--- begin EXTRACT PROVIDED ---

That difference between profit and woe is largely a matter of controlling costs, both those swallowed by the airline and those passed on to the customer. And so, for those who buy the tickets, it’s worth considering how your fare adds up.

Aircraft
Choosing an airplane isn’t vastly different from shopping for a new car. Aside from a few zeroes tacked on, the same trade-offs and options exist for the aircraft buyer.

Perhaps most important is the decision whether to buy or lease. Firms such as International Lease Finance Corporation, with $27 billion in aircraft — Airbus’ largest customer — give carriers flexibility with their fleets. Should a client not want to keep an airplane, it’s easy enough to market it out to someone else. Overall short-term costs are higher. A carrier may pay $250,000 a month for a 737, but it escapes upfront financing costs for a new $45 million pair of wings.

That’s especially important because, just like the jalopy taking space in your driveway that Junior promises to restore, airplanes are always getting less valuable. You may be able to record that new jet as a $50 million asset on your balance sheet, but depreciation will keep the value sliding and charge up between 4 and 9 percent of total expenses. As fleets age, they’re less and less valuable as assets. This especially hurts such carriers as American, which owns most of its fleet.

It hurts doubly when travel declines and airlines are left with more planes than passengers. Those planes have to be mothballed, and continue to cost money.

--- end EXTRACT PROVIDED ---

# REQUIRED TASKS:
1 > In the piece on airline costs, what monthly amount might a carrier pay to lease a 737?
2 > Carry on the piece about airline costs from its final sentence.

--- begin DATA EXTRACT ---

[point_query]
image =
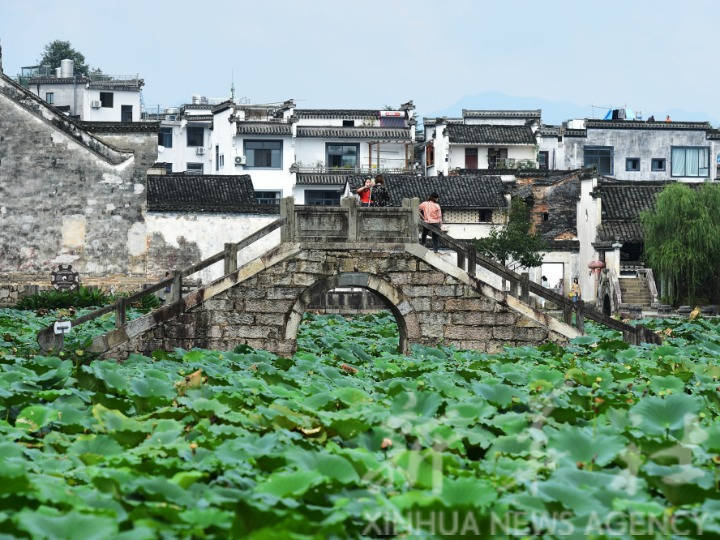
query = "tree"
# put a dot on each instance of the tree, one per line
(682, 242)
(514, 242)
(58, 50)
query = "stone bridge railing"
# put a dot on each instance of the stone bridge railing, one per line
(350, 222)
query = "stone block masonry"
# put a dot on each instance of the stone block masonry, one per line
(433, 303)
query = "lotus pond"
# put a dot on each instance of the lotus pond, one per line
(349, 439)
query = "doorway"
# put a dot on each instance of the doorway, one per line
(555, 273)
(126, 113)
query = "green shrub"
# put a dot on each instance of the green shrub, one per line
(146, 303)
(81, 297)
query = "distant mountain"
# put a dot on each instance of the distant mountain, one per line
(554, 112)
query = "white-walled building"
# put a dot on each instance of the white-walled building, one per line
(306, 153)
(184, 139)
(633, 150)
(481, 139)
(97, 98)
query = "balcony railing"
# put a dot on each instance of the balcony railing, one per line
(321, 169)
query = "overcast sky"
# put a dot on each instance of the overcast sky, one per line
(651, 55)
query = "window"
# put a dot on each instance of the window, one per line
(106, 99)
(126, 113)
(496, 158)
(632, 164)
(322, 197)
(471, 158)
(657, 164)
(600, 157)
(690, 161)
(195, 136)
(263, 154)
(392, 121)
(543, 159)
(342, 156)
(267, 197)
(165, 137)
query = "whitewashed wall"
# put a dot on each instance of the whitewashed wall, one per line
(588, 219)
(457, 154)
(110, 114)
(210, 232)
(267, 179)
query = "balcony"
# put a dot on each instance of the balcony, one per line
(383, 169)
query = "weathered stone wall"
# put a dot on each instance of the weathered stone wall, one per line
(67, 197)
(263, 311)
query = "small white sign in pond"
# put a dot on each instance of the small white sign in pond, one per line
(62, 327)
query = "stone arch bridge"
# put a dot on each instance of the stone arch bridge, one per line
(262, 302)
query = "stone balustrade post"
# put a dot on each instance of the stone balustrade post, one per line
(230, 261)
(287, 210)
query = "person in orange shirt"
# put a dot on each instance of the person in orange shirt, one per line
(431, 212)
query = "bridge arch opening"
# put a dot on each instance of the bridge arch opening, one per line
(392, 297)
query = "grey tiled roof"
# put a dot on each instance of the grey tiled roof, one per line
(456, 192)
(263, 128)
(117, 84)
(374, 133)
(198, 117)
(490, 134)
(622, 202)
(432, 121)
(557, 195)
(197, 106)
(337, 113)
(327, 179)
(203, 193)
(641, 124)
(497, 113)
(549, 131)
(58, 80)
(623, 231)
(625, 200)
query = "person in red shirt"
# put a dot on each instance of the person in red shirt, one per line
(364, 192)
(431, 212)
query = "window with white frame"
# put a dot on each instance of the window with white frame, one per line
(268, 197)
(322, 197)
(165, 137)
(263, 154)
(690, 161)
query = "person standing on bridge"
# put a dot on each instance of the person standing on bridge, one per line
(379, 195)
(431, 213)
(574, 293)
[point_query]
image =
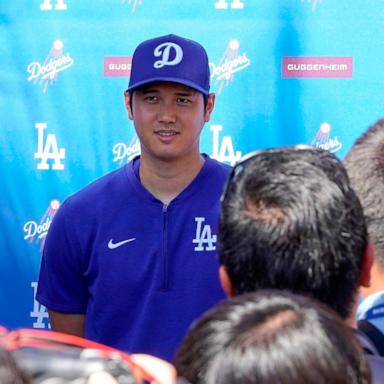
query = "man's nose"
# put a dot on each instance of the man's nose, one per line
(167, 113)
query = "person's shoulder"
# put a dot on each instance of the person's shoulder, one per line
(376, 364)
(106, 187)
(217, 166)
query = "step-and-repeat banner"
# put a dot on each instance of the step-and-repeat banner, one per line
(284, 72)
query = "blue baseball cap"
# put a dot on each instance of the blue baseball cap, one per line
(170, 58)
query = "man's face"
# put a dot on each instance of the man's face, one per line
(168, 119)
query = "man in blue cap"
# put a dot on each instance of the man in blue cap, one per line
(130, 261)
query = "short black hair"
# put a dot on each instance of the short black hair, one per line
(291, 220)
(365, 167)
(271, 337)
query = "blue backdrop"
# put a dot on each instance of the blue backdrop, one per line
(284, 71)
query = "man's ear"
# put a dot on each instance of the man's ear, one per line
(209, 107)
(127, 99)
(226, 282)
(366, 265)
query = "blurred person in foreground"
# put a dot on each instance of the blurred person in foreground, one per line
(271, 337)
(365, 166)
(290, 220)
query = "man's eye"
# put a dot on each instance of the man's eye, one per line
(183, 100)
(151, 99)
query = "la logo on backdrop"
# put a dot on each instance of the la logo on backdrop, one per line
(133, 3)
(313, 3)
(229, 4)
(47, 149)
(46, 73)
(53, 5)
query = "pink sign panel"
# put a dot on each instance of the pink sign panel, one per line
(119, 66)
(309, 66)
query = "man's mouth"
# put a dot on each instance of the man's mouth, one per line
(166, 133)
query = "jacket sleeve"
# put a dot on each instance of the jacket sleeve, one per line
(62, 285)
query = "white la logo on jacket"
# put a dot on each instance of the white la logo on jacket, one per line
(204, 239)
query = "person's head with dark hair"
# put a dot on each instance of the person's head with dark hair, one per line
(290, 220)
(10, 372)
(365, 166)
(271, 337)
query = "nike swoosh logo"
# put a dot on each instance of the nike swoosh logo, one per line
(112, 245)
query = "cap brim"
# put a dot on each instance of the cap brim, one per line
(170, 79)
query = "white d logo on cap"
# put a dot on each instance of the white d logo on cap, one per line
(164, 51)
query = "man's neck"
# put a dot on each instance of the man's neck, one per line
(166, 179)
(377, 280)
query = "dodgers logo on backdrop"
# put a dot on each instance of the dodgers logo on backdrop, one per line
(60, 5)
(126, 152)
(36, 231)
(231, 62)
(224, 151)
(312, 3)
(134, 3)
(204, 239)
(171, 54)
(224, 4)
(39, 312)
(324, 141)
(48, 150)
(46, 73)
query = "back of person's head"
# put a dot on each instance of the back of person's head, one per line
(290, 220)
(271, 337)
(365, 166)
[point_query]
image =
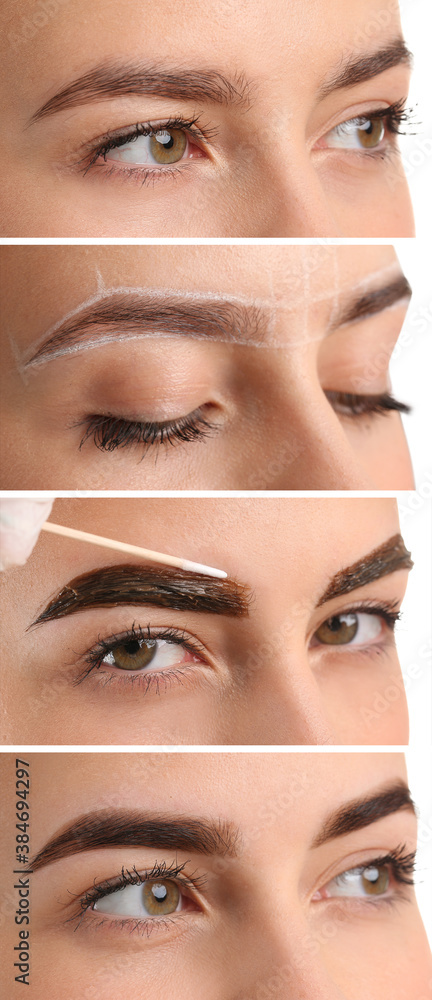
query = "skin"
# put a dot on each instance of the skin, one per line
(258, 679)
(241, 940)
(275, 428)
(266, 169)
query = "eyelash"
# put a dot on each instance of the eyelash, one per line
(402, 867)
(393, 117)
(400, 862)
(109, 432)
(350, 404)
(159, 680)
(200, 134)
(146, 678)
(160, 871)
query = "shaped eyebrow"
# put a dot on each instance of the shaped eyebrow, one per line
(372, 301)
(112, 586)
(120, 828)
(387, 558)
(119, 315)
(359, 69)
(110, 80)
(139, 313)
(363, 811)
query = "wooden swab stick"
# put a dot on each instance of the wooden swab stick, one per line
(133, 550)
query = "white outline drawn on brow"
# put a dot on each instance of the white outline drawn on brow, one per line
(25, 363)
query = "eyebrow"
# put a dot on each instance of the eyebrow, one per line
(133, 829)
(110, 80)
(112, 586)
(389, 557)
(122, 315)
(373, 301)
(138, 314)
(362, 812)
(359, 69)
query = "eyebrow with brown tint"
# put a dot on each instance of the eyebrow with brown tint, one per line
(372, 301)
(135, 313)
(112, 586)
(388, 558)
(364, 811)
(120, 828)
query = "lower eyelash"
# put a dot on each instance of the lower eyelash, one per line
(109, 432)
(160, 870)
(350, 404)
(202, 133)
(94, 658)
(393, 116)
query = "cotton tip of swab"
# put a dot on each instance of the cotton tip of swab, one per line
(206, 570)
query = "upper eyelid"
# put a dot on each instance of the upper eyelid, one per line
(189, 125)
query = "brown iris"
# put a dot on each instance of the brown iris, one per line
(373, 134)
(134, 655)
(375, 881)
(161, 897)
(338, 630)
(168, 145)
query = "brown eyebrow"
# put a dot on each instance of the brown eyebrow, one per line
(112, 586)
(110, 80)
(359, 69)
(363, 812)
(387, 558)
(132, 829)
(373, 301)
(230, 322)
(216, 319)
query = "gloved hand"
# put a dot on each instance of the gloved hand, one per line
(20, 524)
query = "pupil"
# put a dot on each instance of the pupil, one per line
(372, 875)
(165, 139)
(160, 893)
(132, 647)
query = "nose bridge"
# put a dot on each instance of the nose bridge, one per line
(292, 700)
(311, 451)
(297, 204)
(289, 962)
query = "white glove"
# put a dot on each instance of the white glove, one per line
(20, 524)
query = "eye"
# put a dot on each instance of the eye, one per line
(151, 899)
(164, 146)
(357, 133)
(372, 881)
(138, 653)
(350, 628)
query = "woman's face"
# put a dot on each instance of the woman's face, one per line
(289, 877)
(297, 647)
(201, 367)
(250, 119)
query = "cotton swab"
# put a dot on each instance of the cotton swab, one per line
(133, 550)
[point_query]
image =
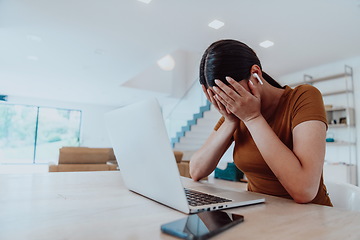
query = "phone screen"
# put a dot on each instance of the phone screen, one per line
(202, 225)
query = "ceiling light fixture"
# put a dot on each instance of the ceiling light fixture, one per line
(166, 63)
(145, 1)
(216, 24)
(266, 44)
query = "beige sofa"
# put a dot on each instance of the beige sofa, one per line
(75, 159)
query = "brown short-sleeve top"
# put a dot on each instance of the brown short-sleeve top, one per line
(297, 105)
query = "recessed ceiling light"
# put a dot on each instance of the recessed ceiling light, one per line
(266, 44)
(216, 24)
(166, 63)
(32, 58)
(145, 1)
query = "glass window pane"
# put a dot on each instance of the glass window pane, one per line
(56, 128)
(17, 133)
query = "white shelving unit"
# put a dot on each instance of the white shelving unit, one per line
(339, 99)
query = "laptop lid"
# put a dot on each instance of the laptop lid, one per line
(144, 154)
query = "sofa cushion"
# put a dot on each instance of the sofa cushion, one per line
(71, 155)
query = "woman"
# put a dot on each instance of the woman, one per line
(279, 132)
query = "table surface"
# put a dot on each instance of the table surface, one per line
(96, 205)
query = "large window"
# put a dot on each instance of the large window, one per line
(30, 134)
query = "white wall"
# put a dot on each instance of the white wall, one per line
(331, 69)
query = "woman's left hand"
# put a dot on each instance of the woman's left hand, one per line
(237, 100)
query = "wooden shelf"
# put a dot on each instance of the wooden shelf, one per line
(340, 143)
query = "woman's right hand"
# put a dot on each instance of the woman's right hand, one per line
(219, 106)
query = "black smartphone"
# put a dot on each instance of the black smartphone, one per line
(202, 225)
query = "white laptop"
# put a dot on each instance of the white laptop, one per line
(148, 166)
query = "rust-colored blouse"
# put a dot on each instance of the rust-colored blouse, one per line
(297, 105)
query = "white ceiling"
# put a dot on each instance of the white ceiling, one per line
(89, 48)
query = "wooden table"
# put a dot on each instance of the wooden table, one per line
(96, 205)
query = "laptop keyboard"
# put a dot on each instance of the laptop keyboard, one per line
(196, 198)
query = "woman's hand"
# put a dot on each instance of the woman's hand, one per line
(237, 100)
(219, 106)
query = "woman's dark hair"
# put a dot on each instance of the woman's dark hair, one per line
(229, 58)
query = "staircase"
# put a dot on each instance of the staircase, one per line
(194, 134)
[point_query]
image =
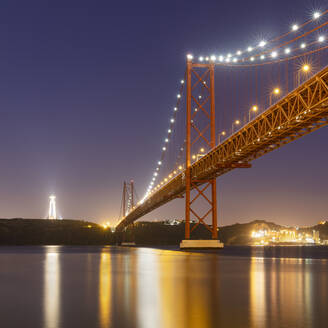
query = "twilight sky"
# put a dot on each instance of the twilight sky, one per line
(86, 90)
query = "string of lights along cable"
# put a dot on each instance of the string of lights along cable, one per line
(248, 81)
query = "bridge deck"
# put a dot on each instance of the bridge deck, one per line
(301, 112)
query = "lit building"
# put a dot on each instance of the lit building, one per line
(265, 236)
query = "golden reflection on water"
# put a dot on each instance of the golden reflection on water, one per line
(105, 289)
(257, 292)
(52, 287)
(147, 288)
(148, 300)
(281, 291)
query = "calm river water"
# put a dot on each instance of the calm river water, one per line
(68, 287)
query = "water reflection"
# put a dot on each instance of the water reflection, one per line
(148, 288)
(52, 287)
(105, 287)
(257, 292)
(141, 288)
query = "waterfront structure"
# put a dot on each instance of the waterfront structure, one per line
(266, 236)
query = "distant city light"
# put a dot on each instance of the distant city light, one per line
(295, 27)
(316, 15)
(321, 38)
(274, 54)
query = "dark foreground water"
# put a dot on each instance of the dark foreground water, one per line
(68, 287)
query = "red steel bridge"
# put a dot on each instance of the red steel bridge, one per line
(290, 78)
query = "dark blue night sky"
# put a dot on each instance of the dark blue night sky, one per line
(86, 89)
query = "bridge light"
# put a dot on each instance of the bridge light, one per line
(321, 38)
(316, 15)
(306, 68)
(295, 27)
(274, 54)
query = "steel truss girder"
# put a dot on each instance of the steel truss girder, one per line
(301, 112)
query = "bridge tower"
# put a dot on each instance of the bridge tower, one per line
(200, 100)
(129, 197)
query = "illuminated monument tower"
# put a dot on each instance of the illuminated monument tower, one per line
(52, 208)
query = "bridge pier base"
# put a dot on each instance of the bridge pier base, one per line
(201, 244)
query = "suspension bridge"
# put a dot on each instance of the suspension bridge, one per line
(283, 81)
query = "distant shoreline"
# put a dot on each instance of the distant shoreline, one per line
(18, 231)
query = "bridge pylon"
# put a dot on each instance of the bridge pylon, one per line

--- end DATA EXTRACT ---

# OUTPUTS BY TASK:
1 > $250,000 a month.

2 >
“I don’t see how it’s an advantage to park aircraft out in the desert,” says Alex Wilcox of JetBlue, which leases about half its fleet. “They’re going to need the same maintenance 10 years from now.”

Cost to consumers: Negligible, as far as the bottom line. But different planes and configurations offer differing levels of comfort, and the most profitable plane is rarely the one that wins loyal customers. For example, the 737 is notorious even among airline pilots for its cramped cabin — but also remains a favorite among airlines for its cost-effective operations.

Labor
The current situation between airlines and their employees is downright grim. It has extended well beyond the usual tension that marks labor disputes, and has lately descended into bitter recriminations with each side accusing the other of greedily trying to scuttle the industry.

Moreover, unions bristle at the Bush administration’s position on the industry — an odd and not entirely consistent free-market stance. They point to 2001, when the White House forced Northwest’s machinists to stay at work so the skies could remain full — even as the federal Air Transportation Stabilization Board plays the role of stingy loan officer when it comes to keeping airlines liquid.

The pilots union, for example, has renegotiated terms several times and insists they’ve accommodated carriers’ financial stress. By far the best paid of any unionized crew, they still look unforgivingly at executive salaries — and are quick to point out that, despite having an obviously crucial role in the business, they’re still a small chunk of the labor cost.

“The problem isn’t us,” says John Mazor, Air Line Pilots Association spokesman. “We could work free for our airline and they would still be losing money.”

Airline workers don’t work for free, of course: Salaries make up 20 to 30 percent of total revenues for the airlines, with benefits adding another 8 to 15 percent. Not surprisingly, major carriers have the heaviest labor costs — United’s are about half their total expenses. And salary negotiations have become increasingly tense.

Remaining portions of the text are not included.